__DATA TO PROCESS__.
####

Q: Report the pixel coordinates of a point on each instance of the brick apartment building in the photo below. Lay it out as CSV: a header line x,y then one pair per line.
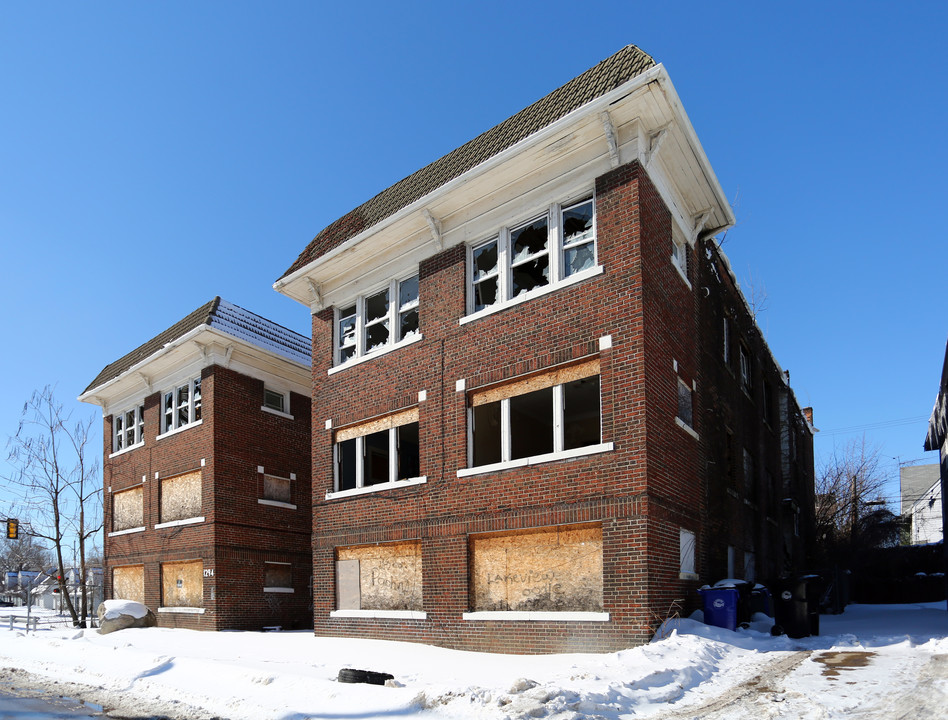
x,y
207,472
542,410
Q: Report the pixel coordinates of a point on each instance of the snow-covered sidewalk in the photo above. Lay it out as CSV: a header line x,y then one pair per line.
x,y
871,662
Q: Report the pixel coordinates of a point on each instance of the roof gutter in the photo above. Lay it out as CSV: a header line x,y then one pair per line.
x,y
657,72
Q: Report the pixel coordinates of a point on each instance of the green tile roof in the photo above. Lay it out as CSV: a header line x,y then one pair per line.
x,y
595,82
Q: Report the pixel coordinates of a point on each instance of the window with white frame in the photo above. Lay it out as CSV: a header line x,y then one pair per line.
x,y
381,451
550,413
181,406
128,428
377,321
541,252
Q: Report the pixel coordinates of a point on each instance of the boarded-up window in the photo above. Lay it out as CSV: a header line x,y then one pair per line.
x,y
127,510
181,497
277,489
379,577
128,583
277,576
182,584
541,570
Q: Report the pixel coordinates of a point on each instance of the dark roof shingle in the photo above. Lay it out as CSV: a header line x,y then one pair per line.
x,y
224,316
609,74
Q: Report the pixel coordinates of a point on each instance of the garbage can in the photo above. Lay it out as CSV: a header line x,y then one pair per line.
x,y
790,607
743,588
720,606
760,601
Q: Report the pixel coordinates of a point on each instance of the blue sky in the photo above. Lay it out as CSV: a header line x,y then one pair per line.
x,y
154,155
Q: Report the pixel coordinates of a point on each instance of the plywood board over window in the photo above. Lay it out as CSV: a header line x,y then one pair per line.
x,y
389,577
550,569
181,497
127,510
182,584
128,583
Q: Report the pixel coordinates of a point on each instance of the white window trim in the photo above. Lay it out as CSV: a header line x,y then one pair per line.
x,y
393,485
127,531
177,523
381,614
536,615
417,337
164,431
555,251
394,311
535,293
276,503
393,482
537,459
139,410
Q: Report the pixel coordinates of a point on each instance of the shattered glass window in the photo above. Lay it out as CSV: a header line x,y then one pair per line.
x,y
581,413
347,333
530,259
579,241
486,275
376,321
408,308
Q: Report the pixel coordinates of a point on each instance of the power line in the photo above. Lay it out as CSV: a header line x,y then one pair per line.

####

__YOUR GOAL__. Transcribe all entries above exactly. Drop the pictures.

__SOLUTION BELOW__.
Q: Report the pixel coordinates of a point on each instance of the brick apartment building in the photo below. Lay it out as CSV: a header line x,y then one pair per line.
x,y
207,472
542,410
Q: Report the pixel coordinates of a point on each instance of the snow-covered sidewalk in the photo above. Lay it out as CSV: a header line x,y then one pair per line.
x,y
871,662
Q: Report the pixel coordinates of a point on each instance of the roof gutter in the photo above. Lay it out as CSV: a header line x,y then one pair per line.
x,y
657,72
Q: Report the pixel coordinates of a point on each instance of the green tile roof in the photo above. Lay it out as CSV: a header line x,y then one pair per line.
x,y
595,82
Q: Report the pixel coordinates of a point on each instance of the window with white frame in the photo above. Lay it out as CSV: a header line x,y then one pair per line.
x,y
381,451
550,413
181,406
128,428
377,321
541,252
Q: Report the pixel coordinates of a point on each instance of the boarded-up window in the photo above. Lay it out as CSV: a header line x,y then one pair per line.
x,y
127,510
181,497
277,489
379,577
128,583
277,576
182,584
541,570
Q: Report the pixel coordinates of a point on each instance of the dark roof shingle in the photo above. Lay it out as CSV: a header line x,y then one pair per line.
x,y
224,316
609,74
Q: Report the pixel coordinates of a point on each instance of the garbage can in the photo above. Lay it out as CSV: a header line x,y then one pair per line.
x,y
790,607
743,588
720,606
760,601
Q: Report the pixel coordinates of a point on each instance of the blue sky in the photo above. Lay it out as CSV: a header line x,y then one pair per line.
x,y
154,155
Q: Report the pixel coordinates of a point on each instance of the plywood board over window in the photo above. Lay it out as CSV: a header line x,y then one pair per line.
x,y
389,577
550,569
181,497
127,510
182,584
128,583
Q: Report the pixel coordinates of a point on each instance of the white window trim in the photo above. Lay it out as CSV: a header line x,y then one pair per line.
x,y
393,485
127,531
177,523
381,614
536,615
417,337
164,431
555,251
394,311
535,293
276,503
393,482
537,459
139,410
Q: Report the pixel coordinates of a point on each instance of the shattered glass window in the photo above. Lay it out as CSV: a header line x,y then one pair per line.
x,y
581,413
347,333
530,259
579,241
486,275
376,321
408,308
Q: Report the pixel coordinates of a point on each instance of the power line in the photo above. Lay it out as CSV: a header line x,y then one pair per line.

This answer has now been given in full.